■ REQUIRED ACTION ■
In the records below, locate the line containing "Target: flower-covered field"; output that line and every following line through the last, exactly.

■ Stored data entries ■
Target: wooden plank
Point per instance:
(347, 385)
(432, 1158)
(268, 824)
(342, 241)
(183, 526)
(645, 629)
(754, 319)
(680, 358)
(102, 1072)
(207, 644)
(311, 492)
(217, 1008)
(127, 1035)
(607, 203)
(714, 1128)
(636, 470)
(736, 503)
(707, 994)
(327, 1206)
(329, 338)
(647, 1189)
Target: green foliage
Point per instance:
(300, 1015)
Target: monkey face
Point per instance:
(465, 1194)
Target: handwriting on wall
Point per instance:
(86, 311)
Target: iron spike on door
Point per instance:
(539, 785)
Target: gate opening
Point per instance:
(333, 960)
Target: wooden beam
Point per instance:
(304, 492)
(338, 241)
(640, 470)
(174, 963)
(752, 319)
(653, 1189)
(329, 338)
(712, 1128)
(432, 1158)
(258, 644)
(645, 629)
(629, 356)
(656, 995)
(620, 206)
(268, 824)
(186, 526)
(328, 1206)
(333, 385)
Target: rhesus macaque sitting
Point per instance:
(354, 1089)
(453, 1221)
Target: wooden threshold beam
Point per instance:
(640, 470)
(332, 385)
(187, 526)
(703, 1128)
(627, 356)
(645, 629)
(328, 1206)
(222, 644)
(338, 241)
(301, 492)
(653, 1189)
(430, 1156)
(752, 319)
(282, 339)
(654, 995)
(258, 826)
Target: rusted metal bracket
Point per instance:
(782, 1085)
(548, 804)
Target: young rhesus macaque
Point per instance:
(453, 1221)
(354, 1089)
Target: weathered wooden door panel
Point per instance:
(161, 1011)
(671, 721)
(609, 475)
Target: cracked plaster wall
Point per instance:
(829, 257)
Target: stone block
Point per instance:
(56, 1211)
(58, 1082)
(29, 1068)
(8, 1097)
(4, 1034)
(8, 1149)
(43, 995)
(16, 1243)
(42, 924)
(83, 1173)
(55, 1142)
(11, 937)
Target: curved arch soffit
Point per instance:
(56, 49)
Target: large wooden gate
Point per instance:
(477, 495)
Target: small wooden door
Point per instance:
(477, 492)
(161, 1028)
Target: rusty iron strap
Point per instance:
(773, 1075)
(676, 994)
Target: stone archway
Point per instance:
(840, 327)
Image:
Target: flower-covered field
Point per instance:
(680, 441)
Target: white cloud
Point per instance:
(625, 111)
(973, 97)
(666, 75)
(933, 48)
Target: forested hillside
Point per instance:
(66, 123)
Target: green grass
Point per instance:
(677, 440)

■ TASK RESPONSE ■
Target: flower-covered field
Point per instance:
(680, 441)
Target: white cloud
Point per instance:
(625, 111)
(973, 97)
(666, 75)
(933, 48)
Target: forested hillside
Point per instance:
(66, 123)
Target: green grass
Point per instance:
(677, 440)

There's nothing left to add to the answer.